Write out precisely the lines beginning with the line that contains "Exercise. Mark the side" and ending with the last line of the entries, and no other lines.

• • • • •

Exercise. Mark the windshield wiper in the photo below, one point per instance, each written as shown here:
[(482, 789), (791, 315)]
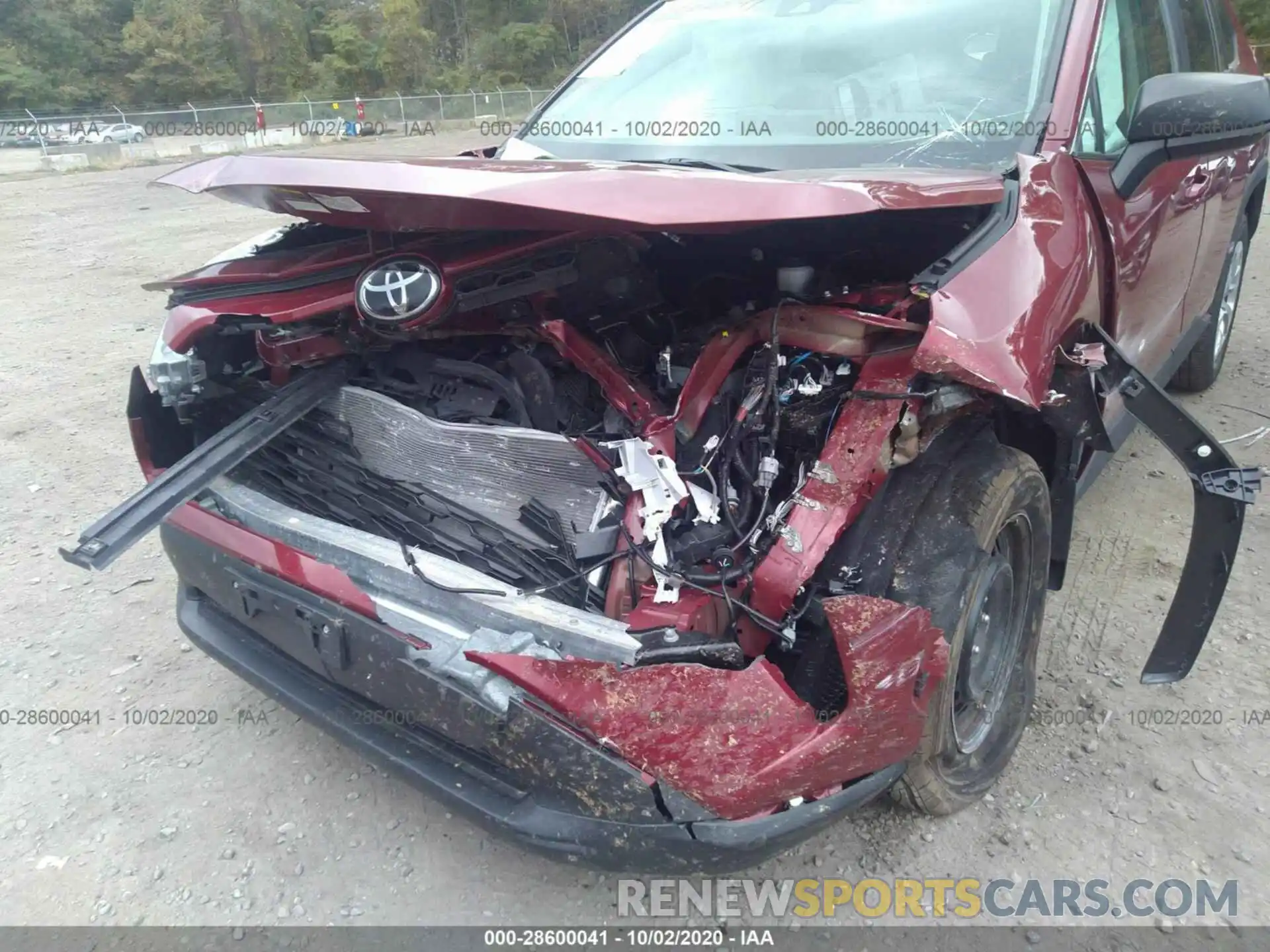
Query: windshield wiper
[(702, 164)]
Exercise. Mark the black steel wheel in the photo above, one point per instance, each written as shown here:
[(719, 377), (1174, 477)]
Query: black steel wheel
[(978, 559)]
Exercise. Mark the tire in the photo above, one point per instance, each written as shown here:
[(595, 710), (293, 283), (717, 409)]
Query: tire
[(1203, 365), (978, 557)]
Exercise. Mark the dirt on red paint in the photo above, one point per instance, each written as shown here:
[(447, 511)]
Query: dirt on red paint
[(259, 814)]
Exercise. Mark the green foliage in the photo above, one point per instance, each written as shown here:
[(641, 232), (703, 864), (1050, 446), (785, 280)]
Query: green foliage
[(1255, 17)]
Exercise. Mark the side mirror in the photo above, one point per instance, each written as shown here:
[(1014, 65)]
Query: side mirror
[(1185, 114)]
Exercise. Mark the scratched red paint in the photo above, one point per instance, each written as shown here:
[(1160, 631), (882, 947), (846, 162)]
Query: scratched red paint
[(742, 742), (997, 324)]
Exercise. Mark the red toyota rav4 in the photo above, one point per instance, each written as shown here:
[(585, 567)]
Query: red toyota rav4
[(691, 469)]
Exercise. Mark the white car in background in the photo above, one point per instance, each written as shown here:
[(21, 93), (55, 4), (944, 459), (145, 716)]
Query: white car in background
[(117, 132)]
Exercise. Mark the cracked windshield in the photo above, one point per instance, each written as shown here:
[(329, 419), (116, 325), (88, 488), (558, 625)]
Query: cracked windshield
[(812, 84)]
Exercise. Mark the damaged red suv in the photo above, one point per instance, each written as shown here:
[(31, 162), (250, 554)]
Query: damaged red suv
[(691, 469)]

• • • • •

TASK SOLUTION
Exercise. Mark the side mirror in the photo above, one point per instance, each written as shown here:
[(1014, 65)]
Query: side mirror
[(1185, 114)]
Exercise. Mark the scratched red paint in the photo above, one point per instance, each written as shown here:
[(1160, 631), (882, 947), (846, 162)]
Query: scratched red paint
[(742, 742), (997, 324)]
Exercise. Mark the red toyota rav4 in the photo above, one point per instance, each written as shown here:
[(585, 567)]
Query: red toyota rav4
[(691, 469)]
Exercise. Mark the white car in background in the photo above, one point per instance, each written as shown here:
[(21, 93), (55, 4), (944, 459), (145, 716)]
Query: white car in background
[(117, 132)]
Exercise. Mark the cracked windshield in the photo above, one point per instance, each written as shown here:
[(329, 419), (116, 325), (88, 488), (558, 625)]
Query: cracked windshield
[(812, 84)]
Exercise. Mark the damaged red suv in the photo above, one point per instance, each written as shown here:
[(31, 162), (250, 554)]
Query: damaged red suv
[(691, 469)]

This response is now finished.